_Written exercise_:
Please copy out every line from the start of the rows through the line containing "[(390, 154), (220, 236)]", inclusive, multiplying each point coordinate in the answers by 2.35 and rounding to whole numbers, with halves going up. Return only those lines.

_Provided records_:
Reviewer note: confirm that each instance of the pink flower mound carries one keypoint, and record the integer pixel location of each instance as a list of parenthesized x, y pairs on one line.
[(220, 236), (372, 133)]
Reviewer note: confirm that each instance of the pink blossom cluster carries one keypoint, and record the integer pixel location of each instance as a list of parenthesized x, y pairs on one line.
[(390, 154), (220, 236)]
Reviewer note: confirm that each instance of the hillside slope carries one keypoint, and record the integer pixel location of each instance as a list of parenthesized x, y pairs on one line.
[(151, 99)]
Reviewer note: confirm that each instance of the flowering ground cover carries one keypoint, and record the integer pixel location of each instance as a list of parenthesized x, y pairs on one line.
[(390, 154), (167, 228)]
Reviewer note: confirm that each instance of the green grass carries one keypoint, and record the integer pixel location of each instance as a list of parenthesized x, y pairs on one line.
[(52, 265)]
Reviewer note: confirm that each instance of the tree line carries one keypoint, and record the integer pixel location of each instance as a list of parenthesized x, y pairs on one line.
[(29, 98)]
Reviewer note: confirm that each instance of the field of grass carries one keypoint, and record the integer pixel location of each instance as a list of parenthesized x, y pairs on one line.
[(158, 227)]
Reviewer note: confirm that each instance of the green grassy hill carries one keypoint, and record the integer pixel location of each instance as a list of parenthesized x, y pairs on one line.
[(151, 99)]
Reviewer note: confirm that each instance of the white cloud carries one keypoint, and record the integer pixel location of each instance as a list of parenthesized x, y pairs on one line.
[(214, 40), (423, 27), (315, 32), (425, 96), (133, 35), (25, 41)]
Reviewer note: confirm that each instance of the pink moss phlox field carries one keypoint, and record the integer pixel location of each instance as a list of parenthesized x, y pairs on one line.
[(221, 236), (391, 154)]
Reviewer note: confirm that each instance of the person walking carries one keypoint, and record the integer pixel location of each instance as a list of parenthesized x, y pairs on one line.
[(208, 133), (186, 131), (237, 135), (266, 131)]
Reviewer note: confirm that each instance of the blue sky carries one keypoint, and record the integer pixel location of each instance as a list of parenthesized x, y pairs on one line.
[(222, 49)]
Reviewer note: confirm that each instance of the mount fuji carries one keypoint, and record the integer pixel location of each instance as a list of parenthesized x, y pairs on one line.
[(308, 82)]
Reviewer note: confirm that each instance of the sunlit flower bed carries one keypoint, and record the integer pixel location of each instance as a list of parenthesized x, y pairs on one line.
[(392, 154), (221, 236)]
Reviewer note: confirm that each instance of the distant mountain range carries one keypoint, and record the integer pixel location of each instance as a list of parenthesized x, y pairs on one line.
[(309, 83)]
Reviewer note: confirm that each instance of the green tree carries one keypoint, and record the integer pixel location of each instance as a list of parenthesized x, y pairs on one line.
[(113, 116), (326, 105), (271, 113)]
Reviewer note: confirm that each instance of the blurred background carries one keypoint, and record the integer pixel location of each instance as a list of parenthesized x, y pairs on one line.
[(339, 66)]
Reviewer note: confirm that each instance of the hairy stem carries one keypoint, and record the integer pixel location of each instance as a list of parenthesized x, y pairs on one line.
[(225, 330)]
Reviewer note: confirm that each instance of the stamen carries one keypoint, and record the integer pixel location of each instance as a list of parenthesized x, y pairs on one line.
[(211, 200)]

_The response_:
Reviewer note: confirm that each instance of the pink flower mound carries one keypoint, and record the integer pixel location of each instance as a list of parenthesized x, y pairs on one line.
[(517, 555), (874, 313)]
Reviewer note: confirm that each instance of the pink blossom cluster carries one keypoint, and record the integer pixel location of each instance as a list of parenthesized x, y pairs on one line.
[(917, 362), (517, 555)]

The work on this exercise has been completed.